Entries —
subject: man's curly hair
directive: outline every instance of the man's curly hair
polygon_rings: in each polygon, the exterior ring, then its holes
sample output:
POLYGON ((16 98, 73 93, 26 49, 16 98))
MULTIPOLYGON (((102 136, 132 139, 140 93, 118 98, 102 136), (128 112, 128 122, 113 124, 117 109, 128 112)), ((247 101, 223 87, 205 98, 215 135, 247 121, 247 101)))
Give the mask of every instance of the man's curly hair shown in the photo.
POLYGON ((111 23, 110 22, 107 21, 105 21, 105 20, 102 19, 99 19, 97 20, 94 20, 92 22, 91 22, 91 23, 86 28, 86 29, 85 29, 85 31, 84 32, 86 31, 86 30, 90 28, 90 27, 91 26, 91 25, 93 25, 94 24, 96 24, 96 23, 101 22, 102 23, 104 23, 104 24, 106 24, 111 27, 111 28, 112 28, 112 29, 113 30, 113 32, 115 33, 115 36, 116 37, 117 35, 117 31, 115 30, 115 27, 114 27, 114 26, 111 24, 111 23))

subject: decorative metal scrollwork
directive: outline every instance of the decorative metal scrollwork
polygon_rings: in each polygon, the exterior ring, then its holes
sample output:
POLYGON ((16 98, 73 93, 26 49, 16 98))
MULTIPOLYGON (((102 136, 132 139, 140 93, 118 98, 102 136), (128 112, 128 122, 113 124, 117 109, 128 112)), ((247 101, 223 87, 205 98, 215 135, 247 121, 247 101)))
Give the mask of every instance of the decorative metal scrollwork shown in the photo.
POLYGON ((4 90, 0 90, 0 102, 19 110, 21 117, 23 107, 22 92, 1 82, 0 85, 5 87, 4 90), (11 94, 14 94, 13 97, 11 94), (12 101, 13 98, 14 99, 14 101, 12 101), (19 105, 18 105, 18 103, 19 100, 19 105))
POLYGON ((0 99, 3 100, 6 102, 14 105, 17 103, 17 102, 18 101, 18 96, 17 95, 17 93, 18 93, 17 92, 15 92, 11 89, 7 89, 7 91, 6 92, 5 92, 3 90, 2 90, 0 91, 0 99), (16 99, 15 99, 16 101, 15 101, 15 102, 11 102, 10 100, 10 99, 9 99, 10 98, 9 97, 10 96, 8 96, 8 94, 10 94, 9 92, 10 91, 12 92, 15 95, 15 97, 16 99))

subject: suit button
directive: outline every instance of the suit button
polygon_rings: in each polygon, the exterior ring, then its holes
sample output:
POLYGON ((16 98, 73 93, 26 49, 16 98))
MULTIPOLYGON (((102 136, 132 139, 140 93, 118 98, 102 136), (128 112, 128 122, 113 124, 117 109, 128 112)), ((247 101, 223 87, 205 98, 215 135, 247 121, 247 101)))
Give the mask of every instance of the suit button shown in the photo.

Directive — Update all of the items above by replacing "every instance" with "each instance" everywhere it occurs, and leave everything else unchanged.

Finished task —
subject: man's curly hair
directive: outline each instance of the man's curly hair
polygon_rings: in each polygon, the exterior ring, then its holes
sample output:
POLYGON ((16 98, 73 93, 26 49, 16 98))
MULTIPOLYGON (((102 136, 132 139, 140 93, 118 98, 102 136), (128 112, 128 122, 113 124, 117 109, 128 112)), ((247 101, 223 87, 205 98, 215 135, 247 121, 247 101)))
Give the mask of each instance of the man's curly hair shown in the photo.
POLYGON ((111 23, 110 22, 107 21, 105 21, 105 20, 102 19, 99 19, 97 20, 94 20, 92 22, 91 22, 91 23, 86 28, 86 29, 85 29, 85 31, 84 32, 86 31, 86 30, 90 28, 90 27, 91 26, 91 25, 93 25, 94 24, 96 24, 96 23, 101 22, 102 23, 104 23, 104 24, 106 24, 111 27, 111 28, 112 28, 112 29, 113 30, 113 32, 115 33, 115 36, 116 37, 117 35, 117 31, 115 30, 115 27, 114 27, 114 26, 111 24, 111 23))

subject: decorative metal scrollwork
directive: outline each instance of the decorative metal scrollwork
polygon_rings: in each polygon, the exterior ring, then its holes
sample output:
POLYGON ((16 98, 73 93, 26 49, 16 98))
MULTIPOLYGON (((102 136, 132 139, 140 93, 118 98, 102 136), (128 112, 128 122, 113 124, 117 109, 128 112)), ((247 101, 223 87, 205 98, 215 135, 247 121, 247 101)))
Give the mask of each instance of the decorative metal scrollwork shown in the photo.
POLYGON ((4 90, 0 90, 0 102, 19 110, 21 117, 23 107, 22 92, 1 82, 0 85, 5 87, 4 90), (11 94, 14 94, 13 97, 11 94), (12 101, 13 98, 14 99, 14 101, 12 101), (19 105, 18 105, 18 103, 19 100, 19 105))
POLYGON ((0 99, 3 100, 6 102, 14 105, 17 103, 17 102, 18 101, 18 96, 17 95, 17 93, 18 93, 17 92, 15 92, 11 89, 7 89, 7 91, 6 92, 5 92, 3 90, 2 90, 0 91, 0 99), (16 99, 15 99, 16 101, 15 101, 15 102, 11 102, 10 100, 10 99, 9 99, 10 98, 9 97, 10 96, 8 96, 8 94, 10 94, 9 92, 10 91, 12 92, 15 95, 15 97, 16 99))

subject: suit button
directive: outline each instance of the suit button
polygon_rings: in each polygon, the exterior ring, then its holes
sample output:
POLYGON ((16 98, 73 93, 26 49, 16 98))
MULTIPOLYGON (((102 136, 132 139, 140 93, 118 98, 102 136), (128 112, 128 122, 113 124, 117 109, 128 112)), ((247 101, 223 87, 205 98, 215 135, 247 121, 247 101)))
Give the mask of each instance of the suit button shown in the photo.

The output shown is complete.